TEXT:
##############################

On 2016-04-23 01:38, Duncan wrote:

And again with snapshotting operations.  Making a snapshot is normally
nearly instantaneous, but there's a scaling issue if you have too many
per filesystem (try to keep it under 2000 snapshots per filesystem
total, if possible, and definitely keep it under 10K or some operations
will slow down substantially), and deleting snapshots is more work, so
while you should ordinarily automatically thin down snapshots if you're
automatically making them quite frequently (say daily or more
frequently), you may want to put the snapshot deletion, at least, on
hold while you scrub or balance or device delete or replace.

I would actually recommend putting all snapshot operations on hold, as
well as most writes to the filesystem, while doing a balance or device
deletion.  The more writes you have while doing those, the longer they
take, and the less likely that you end up with a good on-disk layout of
the data.

The thing with snapshot writing is that all snapshot creation effectively
does is a bit of metadata writing.  What snapshots primarily do is lock
existing extents in place (down within their chunk, with the higher chunk
level being the scope at which balance works), that would otherwise be
COWed elsewhere with the existing extent deleted on change, or simply
deleted on on file delete.  A snapshot simply adds a reference to the
current version, so that deletion, either directly or from the COW, never
happens, and to do that simply requires a relatively small metadata write.
Unless I'm mistaken about the internals of BTRFS (which might be the case), creating a snapshot has to update reference counts on every single extent in every single file in the snapshot. For something small this isn't much, but if you are snapshotting something big (say, snapshotting an entire system with all the data in one subvolume), it can amount to multiple MB of writes, and it gets even worse if you have no shared extents to begin with (which is still pretty typical). On some of the systems I work with at work, snapshotting a terabyte of data can end up resulting in 10-20 MB of writes to disk (in this case, that figure came from a partition containing mostly small files that were just big enough that they didn't fit in-line in the metadata blocks).

This is of course still significantly faster than copying everything, but it's not free either.

So while I agree in general that more writes means balances taking
longer, snapshot creation writes are pretty tiny in the scheme of things,
and won't affect the balance much, compared to larger writes you'll very
possibly still be doing unless you really do suspend pretty much all
write operations to that filesystem during the balance.

##############################

REQUIRED ACTION A:
Reproduce the records verbatim, from their start through the line that contains "negative clicks: (135, 249)", with both ends included. Omit the picture from your reproduction.

##############################

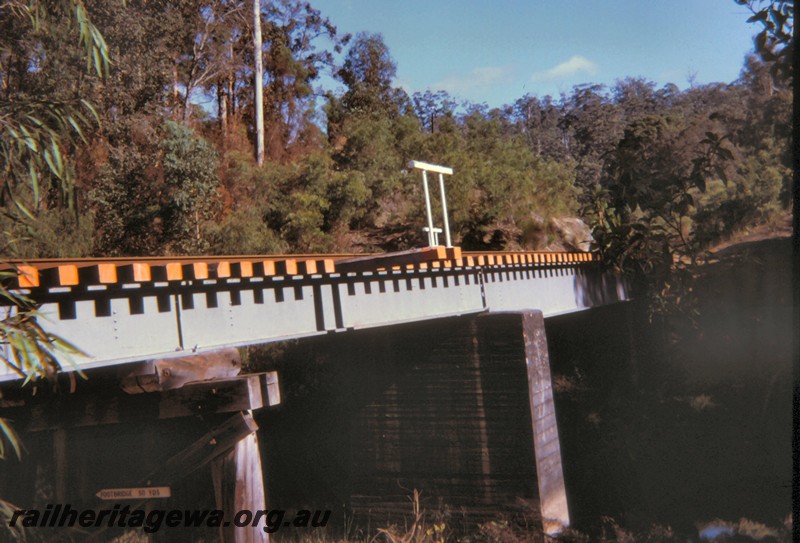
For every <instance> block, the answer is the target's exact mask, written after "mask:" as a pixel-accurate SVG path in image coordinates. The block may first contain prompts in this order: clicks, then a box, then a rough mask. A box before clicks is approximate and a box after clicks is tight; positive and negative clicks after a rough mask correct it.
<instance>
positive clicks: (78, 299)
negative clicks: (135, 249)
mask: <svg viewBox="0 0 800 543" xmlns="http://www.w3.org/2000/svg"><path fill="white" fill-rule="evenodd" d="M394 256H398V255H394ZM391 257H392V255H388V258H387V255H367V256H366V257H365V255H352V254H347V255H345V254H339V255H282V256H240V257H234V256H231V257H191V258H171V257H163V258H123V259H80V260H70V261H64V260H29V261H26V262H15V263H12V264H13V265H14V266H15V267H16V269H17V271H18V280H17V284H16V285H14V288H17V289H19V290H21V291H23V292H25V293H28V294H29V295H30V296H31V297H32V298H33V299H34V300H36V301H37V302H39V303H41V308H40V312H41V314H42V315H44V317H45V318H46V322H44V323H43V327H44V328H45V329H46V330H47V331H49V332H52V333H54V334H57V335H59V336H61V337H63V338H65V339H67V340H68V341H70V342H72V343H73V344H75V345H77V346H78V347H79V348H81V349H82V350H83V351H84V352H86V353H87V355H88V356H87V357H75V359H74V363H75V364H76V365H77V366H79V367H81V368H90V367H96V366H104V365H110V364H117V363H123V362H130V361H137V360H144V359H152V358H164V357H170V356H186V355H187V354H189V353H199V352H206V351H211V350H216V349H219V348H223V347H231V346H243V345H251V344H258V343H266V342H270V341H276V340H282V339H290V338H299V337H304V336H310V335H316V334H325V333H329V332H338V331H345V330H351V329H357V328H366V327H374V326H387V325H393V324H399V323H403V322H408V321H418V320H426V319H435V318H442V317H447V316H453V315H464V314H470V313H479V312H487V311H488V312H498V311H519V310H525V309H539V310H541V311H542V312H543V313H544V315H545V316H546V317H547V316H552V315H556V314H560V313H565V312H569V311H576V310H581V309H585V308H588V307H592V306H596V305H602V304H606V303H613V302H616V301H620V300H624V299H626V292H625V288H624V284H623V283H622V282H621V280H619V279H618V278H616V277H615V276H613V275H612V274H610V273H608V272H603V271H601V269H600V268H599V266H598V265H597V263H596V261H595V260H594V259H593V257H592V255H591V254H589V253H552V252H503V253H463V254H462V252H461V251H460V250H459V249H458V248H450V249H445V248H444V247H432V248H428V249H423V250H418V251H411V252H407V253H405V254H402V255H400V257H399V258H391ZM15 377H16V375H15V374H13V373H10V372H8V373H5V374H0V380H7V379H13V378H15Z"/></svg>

##############################

REQUIRED ACTION B:
According to the text on BTRFS snapshots, how much disk writing can snapshotting a terabyte of data cause on some of the systems the writer works with?

EXERCISE SOLUTION A:
For every <instance> block, the answer is the target's exact mask, written after "mask:" as a pixel-accurate SVG path in image coordinates. The block may first contain prompts in this order: clicks, then a box, then a rough mask. A box before clicks is approximate and a box after clicks is tight; positive and negative clicks after a rough mask correct it.
<instance>
positive clicks: (78, 299)
negative clicks: (135, 249)

EXERCISE SOLUTION B:
It can result in 10-20 MB of writes to disk.